I thought I would be a little different this time around to start the review for Freedomland with a little bit of background information - about me. More specifically - why I write these reviews.
The simple answer is I love film. I've enjoyed watching films for as long as I can remember. I can even remember my first visit to the cinema back in 1968 when two of my cousins took me to see Bambi...I was three years old.
The advent of DVD and now Blu-ray disc has really spoilt us film lovers, hasn't it? DVD introduced us to a new way of watching films and filmmakers had to adapt the way that they made the films in the first place - and making of documentaries were often incorporated into the shooting schedule.
I applied for the reviewers post last year because I wanted to give something back. I had been a member of the forums that hosts these reviews since it started and knew it was inhabited by film lovers - like me. Also, I'd get to see loads of films and have the privilege of writing up my experience for you fine people. Thus far, it has been an experience that I wouldn't swap for anything. I've seen some brilliant films that I wouldn't normally give the time of day and hopefully my recommendations have done the same for you...Up until now - and this goes for my pre-reviewing days as well - I don't think I have ever seen a film that made me want to switch it off. But I'm afraid that's all changed and for the first time in my life, I'm actually wondering why the film was made in the first place.
Freedomland tells the story of Brenda (played by Julianne Moore). She bursts into a police station one night and her hands are cut to shreds. She's a blithering wreck and tries to explain to somebody that will listen that she has just been carjacked - and in the back of her car was her four year old son.
The problem is, Brenda has a bit of a tainted past. She's an ex drug addict and nobody - including her policeman brother - really believes her.
Officer Lorenzo and his partner (played by Samuel L Jackson and William Forsythe respectively) are community officers for a nearby town populated mainly by African-Americans - where it appears the carjacking took place. Brendas brother is a police officer and he does everything in his power to shut down the town until the boy is found.
Lorenzo is tasked with getting the truth from Brenda - and soon he starts to disbelieve her as much as everybody else. And that's about it. There is a bit of a twist to the ending - but I saw it coming after about twenty minutes...
════════════════
■ Requirements
1 – Rewrite the passage of the Freedomland review starting with "Lorenzo is tasked" and going on through "about twenty minutes...", replacing "twenty minutes" with "half an hour".
2 – According to the Freedomland review, which film was the writer taken to see on a first trip to the cinema in 1968?
3 – Pick up the Freedomland review after its final sentence and keep writing.

■ Records supplied
════════════════
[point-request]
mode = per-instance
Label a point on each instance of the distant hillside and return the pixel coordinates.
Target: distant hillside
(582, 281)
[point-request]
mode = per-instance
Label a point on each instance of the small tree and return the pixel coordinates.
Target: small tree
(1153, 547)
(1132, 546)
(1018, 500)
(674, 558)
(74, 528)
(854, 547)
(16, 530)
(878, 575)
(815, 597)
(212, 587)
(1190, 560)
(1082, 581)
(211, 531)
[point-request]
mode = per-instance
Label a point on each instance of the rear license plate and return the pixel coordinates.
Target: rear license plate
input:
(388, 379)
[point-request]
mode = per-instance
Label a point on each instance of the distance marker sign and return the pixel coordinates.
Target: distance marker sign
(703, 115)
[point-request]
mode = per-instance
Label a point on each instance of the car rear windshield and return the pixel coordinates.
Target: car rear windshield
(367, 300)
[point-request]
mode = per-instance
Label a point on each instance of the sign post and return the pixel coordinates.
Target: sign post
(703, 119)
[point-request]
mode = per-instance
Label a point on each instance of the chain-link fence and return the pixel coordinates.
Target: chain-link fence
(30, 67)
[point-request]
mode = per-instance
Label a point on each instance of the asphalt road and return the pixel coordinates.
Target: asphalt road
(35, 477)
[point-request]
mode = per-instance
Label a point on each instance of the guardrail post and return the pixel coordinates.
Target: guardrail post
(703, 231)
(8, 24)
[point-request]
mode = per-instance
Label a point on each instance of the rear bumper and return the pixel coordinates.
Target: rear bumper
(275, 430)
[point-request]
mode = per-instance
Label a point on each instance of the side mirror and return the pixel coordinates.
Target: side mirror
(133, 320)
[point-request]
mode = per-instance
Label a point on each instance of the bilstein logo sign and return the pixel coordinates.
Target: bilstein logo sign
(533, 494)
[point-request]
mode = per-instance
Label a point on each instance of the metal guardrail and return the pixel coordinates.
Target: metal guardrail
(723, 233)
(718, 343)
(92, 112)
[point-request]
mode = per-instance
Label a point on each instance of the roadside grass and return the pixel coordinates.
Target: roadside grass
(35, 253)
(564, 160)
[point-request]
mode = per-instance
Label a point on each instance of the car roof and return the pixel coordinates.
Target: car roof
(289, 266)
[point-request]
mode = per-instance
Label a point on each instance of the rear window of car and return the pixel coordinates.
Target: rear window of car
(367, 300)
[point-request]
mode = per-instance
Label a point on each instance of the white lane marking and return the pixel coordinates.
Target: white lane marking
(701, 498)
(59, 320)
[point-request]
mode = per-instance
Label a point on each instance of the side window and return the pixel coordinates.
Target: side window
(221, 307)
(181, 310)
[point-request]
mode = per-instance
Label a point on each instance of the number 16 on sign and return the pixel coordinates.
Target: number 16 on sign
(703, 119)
════════════════
■ Expected answers
1 –
Lorenzo is tasked with getting the truth from Brenda - and soon he starts to disbelieve her as much as everybody else. And that's about it. There is a bit of a twist to the ending - but I saw it coming after about half an hour...

2 – Bambi

3 –
So - what exactly IS wrong with Freedomland...? For starters, it's a horrible film. And I don't mean that in a bad way - if you see what I mean. It's horrible in the subjects that it tries to deal with. First up is the racist white policeman - several of them in fact. In this particular film, you get the indication that it doesn't matter who's arrested, as long as he's black. And while we're at it, we'll racially insult the black policeman as well! And when the said black officer starts dishing it back, you get the feeling that we (the audience) are actually supposed to hate this guy and he's to blame for what's happened because he's been too soft on the community of the town. Sorry - didn't buy it.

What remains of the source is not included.